**EXTRACTED INFORMATION:**

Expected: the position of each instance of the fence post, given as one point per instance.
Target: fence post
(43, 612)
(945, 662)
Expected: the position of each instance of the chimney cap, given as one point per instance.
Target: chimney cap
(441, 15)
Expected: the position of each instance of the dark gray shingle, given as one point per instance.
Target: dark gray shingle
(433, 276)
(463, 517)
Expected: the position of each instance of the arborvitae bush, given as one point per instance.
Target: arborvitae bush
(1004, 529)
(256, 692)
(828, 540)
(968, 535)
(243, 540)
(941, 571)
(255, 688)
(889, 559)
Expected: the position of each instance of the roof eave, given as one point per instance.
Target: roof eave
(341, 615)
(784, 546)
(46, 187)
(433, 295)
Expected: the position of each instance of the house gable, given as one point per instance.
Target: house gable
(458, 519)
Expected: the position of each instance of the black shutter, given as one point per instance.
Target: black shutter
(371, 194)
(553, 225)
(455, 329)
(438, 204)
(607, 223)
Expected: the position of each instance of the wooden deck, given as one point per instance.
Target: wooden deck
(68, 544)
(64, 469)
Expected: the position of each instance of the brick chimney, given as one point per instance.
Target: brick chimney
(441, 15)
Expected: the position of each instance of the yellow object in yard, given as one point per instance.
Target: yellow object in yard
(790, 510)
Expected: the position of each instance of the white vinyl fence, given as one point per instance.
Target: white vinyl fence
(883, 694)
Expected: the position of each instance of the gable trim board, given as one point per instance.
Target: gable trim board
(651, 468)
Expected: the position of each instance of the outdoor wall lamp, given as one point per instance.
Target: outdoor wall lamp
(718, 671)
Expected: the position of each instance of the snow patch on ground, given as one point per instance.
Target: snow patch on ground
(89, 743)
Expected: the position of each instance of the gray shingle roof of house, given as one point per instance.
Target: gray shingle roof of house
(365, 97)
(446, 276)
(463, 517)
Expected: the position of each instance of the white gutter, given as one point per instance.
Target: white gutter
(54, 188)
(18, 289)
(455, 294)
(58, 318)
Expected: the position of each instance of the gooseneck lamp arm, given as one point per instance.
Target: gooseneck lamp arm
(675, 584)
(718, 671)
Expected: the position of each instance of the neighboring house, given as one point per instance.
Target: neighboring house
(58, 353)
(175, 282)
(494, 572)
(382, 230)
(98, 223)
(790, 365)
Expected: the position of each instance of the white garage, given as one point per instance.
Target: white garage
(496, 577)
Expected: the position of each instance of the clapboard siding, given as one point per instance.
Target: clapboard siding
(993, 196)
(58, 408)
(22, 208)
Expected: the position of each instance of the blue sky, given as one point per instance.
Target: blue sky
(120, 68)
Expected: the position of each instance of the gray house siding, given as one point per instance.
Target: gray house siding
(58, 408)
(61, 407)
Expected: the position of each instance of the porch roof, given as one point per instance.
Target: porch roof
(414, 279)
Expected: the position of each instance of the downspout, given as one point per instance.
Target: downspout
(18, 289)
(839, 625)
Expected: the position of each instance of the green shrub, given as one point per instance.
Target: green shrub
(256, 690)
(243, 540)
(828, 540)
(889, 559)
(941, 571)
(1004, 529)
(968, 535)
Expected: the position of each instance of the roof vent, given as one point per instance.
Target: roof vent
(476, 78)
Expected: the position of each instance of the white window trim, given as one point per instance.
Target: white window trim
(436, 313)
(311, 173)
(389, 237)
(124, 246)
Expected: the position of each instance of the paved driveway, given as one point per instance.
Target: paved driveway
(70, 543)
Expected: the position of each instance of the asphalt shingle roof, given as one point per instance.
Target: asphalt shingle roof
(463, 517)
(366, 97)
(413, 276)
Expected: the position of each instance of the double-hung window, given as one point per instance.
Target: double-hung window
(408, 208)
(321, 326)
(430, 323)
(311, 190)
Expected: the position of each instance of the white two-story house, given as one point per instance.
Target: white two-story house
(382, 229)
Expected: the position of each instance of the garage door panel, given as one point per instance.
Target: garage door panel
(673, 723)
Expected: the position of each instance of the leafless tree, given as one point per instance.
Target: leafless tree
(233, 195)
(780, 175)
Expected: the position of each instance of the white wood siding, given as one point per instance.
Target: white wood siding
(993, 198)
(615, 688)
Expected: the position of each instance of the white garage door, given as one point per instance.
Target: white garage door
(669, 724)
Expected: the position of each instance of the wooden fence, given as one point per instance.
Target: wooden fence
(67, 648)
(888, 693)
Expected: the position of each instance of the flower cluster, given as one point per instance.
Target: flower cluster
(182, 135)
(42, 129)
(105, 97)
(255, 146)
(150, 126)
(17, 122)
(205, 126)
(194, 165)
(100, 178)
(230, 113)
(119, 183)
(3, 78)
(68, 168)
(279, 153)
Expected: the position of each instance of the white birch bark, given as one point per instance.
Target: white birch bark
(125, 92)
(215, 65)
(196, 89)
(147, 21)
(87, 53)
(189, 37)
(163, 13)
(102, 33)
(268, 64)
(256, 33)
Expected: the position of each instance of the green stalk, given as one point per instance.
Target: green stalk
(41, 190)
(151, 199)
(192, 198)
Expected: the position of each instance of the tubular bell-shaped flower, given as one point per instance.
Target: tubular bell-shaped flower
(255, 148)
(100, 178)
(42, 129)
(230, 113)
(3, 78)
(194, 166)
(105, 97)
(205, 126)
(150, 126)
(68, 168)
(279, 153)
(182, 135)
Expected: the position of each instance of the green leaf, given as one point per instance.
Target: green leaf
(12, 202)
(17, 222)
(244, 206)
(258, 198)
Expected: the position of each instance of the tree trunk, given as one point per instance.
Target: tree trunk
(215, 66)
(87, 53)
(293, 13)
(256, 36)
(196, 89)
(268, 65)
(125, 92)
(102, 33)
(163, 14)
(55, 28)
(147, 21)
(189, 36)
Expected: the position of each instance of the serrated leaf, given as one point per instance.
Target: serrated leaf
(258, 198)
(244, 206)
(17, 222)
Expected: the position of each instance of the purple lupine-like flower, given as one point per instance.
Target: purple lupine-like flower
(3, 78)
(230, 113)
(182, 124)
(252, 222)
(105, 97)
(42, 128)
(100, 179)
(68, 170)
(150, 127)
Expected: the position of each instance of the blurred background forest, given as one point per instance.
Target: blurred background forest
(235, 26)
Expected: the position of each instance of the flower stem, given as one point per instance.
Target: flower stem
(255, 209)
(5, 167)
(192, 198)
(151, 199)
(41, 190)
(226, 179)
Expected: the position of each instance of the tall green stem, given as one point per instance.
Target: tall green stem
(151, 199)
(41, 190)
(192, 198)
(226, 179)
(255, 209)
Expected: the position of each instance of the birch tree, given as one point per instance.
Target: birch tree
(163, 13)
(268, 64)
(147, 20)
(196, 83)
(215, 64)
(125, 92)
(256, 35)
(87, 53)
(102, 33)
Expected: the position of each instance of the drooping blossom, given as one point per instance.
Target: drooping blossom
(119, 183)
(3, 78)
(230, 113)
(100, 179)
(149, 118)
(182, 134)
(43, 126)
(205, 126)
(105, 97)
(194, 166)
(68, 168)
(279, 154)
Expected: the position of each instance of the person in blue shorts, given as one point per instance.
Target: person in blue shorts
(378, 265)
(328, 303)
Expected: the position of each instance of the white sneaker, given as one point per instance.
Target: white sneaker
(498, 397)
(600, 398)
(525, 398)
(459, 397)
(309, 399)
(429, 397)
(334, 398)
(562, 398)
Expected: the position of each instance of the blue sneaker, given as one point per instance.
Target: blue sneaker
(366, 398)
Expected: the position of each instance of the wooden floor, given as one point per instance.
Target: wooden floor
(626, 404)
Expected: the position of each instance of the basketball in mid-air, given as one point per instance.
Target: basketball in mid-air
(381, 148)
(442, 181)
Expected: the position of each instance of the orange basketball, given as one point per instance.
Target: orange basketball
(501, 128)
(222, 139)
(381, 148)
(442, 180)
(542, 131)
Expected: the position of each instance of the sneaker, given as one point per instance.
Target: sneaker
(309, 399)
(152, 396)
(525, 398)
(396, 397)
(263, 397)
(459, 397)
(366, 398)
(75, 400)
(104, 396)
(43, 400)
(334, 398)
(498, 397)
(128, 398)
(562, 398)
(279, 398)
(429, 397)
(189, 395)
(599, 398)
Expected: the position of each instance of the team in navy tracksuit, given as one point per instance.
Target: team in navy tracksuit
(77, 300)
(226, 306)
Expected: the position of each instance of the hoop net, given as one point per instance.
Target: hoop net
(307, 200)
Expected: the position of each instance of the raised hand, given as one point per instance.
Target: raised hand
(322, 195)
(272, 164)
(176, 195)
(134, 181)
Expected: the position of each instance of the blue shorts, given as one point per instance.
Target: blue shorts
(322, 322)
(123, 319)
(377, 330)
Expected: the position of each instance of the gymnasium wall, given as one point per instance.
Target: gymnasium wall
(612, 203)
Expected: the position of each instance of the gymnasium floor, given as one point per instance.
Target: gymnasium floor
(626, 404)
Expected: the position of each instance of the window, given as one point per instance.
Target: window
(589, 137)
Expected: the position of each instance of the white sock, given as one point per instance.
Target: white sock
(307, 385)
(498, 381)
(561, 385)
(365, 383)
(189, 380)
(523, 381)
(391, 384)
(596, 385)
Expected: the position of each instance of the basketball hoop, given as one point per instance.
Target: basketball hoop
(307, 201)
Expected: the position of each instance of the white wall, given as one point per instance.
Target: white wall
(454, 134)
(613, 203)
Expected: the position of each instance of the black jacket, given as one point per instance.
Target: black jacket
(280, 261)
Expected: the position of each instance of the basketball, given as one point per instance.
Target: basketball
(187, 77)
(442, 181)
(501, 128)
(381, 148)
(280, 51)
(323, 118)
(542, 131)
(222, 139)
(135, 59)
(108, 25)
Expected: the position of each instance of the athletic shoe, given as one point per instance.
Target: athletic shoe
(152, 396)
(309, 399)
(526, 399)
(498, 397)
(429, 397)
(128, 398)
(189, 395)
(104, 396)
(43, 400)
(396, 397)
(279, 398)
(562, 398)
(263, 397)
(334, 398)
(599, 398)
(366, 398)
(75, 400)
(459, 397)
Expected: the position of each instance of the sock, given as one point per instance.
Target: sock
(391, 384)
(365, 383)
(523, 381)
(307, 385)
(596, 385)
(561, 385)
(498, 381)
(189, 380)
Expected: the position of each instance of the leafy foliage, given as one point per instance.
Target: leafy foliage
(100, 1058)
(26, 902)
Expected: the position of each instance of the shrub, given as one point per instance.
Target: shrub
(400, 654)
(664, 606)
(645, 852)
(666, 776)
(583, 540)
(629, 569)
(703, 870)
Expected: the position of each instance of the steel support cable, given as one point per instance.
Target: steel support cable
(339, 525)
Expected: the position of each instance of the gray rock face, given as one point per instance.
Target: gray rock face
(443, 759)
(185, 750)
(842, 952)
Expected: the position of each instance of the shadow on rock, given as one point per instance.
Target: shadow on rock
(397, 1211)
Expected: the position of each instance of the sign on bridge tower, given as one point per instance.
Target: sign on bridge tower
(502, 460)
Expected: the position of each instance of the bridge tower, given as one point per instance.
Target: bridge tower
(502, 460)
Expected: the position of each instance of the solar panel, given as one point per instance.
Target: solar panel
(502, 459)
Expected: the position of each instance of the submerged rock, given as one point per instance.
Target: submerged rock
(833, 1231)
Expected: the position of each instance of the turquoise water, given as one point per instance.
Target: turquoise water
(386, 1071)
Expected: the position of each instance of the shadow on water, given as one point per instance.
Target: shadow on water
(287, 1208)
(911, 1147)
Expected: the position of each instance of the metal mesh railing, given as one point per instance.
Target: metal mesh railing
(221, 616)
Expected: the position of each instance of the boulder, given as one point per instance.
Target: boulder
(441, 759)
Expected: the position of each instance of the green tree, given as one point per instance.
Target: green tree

**REQUIRED WORK:**
Reproduce the records from the line containing "on water, given as one point per instance." through the end of the records, swapping "metal mesh railing" for "wire mesh railing" and changing nothing else. Give only those lines.

**PROBLEM SOLUTION:**
Expected: the position of each instance of the shadow on water, given as one point per instance.
Target: shadow on water
(287, 1208)
(911, 1147)
Expected: the position of each instance of the wire mesh railing, given as one point per instance.
Target: wire mesh railing
(221, 616)
Expected: the position of each instance of the boulder, given as one point per instance.
Target: boulder
(441, 759)
Expected: the position of each instance of the green tree, given as one point per instance.
Target: green tree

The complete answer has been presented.